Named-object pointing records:
┄┄┄┄┄┄
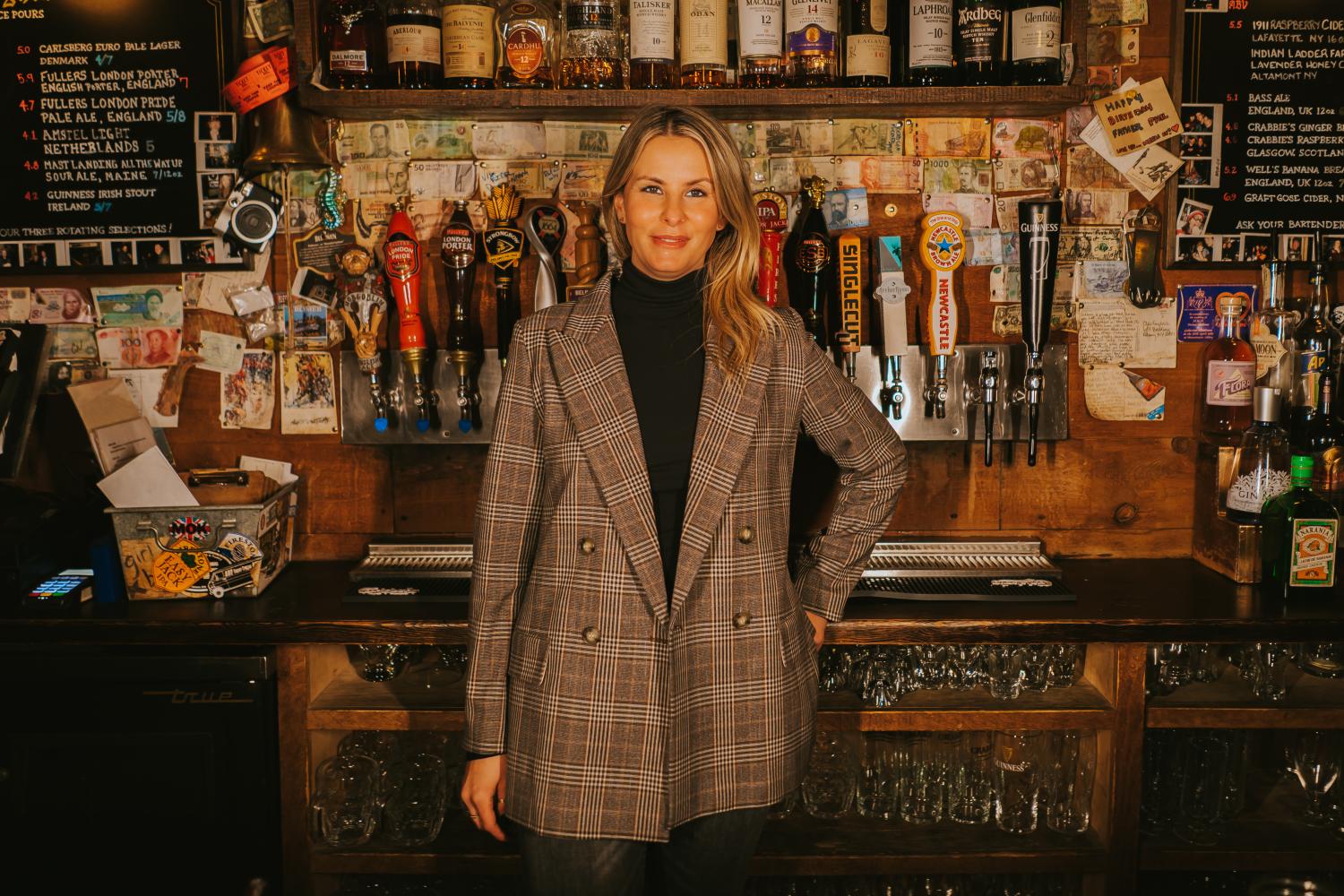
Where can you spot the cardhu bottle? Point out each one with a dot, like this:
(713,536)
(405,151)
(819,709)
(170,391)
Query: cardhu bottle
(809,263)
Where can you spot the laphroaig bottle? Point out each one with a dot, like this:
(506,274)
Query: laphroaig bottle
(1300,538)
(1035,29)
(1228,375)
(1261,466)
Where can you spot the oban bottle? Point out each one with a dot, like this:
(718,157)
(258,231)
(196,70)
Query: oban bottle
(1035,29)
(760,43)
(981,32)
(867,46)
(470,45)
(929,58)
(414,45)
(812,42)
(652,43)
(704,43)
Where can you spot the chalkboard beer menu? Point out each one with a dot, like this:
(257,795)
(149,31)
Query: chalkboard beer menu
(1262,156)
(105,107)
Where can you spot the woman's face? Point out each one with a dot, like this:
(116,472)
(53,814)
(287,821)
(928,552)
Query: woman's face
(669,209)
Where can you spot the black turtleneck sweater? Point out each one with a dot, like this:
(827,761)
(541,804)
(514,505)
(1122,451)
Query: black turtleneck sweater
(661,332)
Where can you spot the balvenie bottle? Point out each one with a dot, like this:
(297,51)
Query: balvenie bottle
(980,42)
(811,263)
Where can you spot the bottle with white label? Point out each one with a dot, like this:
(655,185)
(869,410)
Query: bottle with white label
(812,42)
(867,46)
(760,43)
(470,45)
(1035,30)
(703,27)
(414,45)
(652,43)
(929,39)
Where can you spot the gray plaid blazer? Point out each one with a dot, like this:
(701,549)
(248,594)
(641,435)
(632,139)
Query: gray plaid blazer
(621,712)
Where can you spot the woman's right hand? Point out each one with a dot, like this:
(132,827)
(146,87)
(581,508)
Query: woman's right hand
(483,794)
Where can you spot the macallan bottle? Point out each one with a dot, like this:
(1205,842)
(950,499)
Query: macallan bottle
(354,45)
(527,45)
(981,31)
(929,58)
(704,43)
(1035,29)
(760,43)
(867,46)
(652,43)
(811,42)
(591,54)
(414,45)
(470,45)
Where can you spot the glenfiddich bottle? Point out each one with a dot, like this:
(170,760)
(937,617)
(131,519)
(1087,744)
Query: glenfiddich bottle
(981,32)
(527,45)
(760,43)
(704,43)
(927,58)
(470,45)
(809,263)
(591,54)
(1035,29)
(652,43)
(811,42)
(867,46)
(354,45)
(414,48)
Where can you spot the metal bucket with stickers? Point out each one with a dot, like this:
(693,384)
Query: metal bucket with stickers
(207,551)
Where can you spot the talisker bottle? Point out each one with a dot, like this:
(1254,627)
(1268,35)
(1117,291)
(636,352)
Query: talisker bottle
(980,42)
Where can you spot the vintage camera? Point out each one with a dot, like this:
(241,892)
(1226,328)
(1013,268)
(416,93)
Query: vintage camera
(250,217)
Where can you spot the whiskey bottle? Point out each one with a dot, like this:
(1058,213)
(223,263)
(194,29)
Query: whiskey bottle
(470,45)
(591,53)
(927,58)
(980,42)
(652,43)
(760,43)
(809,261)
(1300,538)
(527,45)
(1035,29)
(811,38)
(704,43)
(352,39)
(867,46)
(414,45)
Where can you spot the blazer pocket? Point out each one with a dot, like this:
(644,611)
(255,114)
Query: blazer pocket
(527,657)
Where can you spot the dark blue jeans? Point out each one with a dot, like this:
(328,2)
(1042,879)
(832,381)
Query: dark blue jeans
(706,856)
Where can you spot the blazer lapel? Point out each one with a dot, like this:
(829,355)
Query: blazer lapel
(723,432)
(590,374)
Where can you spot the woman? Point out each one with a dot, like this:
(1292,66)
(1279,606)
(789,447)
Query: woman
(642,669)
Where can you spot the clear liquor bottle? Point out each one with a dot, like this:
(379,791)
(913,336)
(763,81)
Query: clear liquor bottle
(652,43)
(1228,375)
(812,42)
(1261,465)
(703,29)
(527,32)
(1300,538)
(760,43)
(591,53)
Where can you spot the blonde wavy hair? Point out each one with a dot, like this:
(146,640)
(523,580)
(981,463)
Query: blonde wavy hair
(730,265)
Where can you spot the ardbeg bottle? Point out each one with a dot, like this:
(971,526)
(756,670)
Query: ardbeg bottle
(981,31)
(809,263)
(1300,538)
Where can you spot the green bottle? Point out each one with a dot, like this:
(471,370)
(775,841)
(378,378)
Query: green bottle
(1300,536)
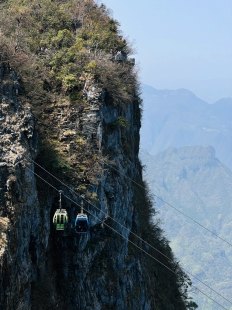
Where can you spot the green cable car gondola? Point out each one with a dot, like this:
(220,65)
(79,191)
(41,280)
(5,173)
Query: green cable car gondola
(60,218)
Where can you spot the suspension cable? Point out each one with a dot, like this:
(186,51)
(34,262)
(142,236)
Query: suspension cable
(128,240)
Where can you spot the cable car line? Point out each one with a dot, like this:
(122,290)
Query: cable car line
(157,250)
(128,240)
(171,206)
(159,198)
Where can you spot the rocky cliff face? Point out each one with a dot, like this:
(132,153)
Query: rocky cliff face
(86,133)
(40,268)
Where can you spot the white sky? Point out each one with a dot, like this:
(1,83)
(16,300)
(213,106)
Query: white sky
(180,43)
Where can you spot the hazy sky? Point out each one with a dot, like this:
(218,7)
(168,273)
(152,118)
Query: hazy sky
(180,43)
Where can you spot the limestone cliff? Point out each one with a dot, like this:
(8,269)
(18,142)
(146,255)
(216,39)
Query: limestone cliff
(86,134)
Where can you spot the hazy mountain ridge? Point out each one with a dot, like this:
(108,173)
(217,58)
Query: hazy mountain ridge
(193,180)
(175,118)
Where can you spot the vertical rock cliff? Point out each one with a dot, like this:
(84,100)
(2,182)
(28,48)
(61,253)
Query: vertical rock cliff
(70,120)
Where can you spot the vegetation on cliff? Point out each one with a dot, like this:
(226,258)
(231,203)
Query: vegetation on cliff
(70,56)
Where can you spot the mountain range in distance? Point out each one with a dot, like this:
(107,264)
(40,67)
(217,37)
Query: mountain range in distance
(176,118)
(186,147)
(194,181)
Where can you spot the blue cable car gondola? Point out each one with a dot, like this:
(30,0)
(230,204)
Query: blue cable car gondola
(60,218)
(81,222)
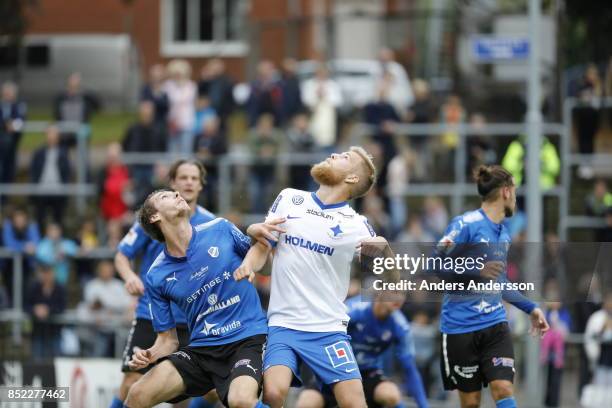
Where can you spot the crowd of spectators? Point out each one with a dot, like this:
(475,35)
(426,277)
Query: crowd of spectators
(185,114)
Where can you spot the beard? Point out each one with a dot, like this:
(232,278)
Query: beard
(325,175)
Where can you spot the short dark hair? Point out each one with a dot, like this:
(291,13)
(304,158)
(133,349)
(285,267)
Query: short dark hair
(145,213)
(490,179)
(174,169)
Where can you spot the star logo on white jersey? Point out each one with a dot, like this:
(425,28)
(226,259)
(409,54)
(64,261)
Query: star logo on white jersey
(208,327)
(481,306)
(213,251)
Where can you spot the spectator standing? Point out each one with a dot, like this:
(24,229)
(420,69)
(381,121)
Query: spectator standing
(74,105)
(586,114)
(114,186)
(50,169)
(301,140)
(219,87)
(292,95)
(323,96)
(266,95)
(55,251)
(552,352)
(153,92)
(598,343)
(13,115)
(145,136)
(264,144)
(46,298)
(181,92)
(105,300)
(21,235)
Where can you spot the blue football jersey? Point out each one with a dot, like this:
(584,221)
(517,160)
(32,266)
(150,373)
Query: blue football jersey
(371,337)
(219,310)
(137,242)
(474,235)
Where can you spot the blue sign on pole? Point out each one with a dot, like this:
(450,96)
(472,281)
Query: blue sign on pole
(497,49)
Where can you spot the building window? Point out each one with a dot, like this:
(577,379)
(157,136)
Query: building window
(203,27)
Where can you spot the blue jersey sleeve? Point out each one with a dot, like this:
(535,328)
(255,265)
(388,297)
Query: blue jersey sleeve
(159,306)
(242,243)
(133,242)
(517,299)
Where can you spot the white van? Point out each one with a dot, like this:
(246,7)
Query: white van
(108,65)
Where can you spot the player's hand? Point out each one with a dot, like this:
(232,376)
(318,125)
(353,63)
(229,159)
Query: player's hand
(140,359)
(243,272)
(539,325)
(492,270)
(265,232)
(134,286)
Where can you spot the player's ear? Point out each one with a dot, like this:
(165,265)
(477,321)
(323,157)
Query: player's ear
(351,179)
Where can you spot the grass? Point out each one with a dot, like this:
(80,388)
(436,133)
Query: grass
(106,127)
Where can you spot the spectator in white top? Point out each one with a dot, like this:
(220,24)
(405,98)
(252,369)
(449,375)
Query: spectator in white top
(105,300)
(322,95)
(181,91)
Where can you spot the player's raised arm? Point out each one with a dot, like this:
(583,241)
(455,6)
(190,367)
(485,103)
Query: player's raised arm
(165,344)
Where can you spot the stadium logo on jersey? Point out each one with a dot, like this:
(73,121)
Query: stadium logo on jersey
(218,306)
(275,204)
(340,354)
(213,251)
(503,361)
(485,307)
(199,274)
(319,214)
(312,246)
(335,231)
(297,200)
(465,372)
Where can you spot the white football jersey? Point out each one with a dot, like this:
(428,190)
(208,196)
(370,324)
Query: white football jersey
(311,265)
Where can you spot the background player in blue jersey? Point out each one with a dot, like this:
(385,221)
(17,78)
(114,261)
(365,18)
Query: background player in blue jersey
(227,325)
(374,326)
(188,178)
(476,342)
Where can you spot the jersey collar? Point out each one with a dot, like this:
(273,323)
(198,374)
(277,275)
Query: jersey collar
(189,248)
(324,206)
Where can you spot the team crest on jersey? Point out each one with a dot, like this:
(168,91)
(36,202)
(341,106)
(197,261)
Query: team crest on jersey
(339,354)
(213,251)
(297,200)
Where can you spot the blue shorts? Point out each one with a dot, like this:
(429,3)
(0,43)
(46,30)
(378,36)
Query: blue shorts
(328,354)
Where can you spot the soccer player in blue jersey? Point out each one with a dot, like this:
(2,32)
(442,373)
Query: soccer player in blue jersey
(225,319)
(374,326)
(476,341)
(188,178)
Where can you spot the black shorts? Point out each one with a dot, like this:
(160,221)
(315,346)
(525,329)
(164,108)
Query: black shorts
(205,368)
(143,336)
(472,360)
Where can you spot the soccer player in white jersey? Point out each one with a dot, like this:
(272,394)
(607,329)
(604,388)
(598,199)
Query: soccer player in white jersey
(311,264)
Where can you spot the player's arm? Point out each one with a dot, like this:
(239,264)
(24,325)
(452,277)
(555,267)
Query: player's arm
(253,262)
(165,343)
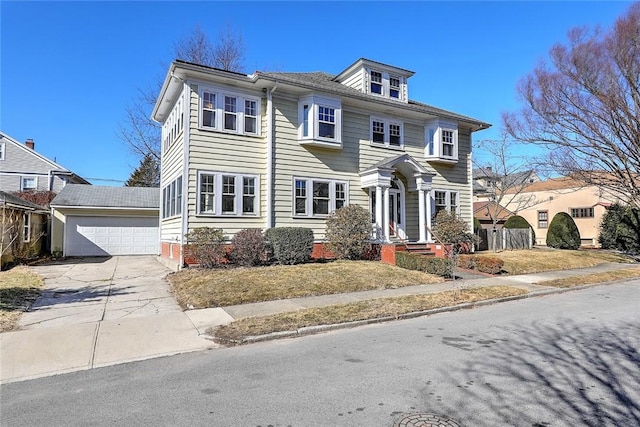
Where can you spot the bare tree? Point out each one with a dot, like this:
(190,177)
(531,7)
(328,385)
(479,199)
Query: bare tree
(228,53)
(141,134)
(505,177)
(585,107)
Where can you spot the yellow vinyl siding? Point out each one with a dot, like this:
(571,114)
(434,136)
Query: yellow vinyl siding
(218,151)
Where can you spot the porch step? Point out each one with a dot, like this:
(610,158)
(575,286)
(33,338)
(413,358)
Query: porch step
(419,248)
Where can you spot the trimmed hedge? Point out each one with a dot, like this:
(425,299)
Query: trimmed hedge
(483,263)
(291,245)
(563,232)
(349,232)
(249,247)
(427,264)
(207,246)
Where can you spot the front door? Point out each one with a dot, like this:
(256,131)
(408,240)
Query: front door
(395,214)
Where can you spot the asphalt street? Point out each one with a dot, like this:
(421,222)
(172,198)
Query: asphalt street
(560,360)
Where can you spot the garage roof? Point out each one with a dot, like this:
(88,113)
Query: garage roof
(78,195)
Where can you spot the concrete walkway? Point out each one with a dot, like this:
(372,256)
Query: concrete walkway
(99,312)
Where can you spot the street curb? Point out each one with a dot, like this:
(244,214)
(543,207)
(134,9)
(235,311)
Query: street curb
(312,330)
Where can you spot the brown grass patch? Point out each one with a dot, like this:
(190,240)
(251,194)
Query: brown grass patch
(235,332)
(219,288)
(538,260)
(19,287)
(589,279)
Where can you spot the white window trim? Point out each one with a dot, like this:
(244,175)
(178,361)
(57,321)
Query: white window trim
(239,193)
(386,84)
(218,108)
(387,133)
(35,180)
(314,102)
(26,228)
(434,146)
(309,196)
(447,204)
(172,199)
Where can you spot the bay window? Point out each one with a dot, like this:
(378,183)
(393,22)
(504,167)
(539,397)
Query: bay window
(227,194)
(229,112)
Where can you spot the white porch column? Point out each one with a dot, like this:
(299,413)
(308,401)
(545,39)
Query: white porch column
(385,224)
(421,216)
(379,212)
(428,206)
┄┄┄┄┄┄
Print nothing but the lines from the line with "Where can you spot the brown" to the last line of the records above. Both of those lines count.

Correct output:
Where can you spot the brown grass patch? Point out each one with a dot, like this:
(190,240)
(251,194)
Query: brown grass patch
(235,332)
(219,288)
(538,260)
(19,287)
(589,279)
Where can you spot the white window trim? Point out each one with a dot, like this:
(244,175)
(178,361)
(57,321)
Query: white window trim
(239,193)
(386,84)
(218,108)
(387,133)
(35,180)
(314,102)
(26,228)
(434,146)
(309,196)
(447,204)
(172,199)
Where can you spot the bay window? Point out each one with a dot, like this:
(378,183)
(393,22)
(504,167)
(539,397)
Query: bay window
(227,194)
(229,112)
Where can you spot the white porch column? Point out each one with a dot, like this:
(299,413)
(308,401)
(545,39)
Query: white porch column
(385,224)
(421,216)
(379,212)
(428,206)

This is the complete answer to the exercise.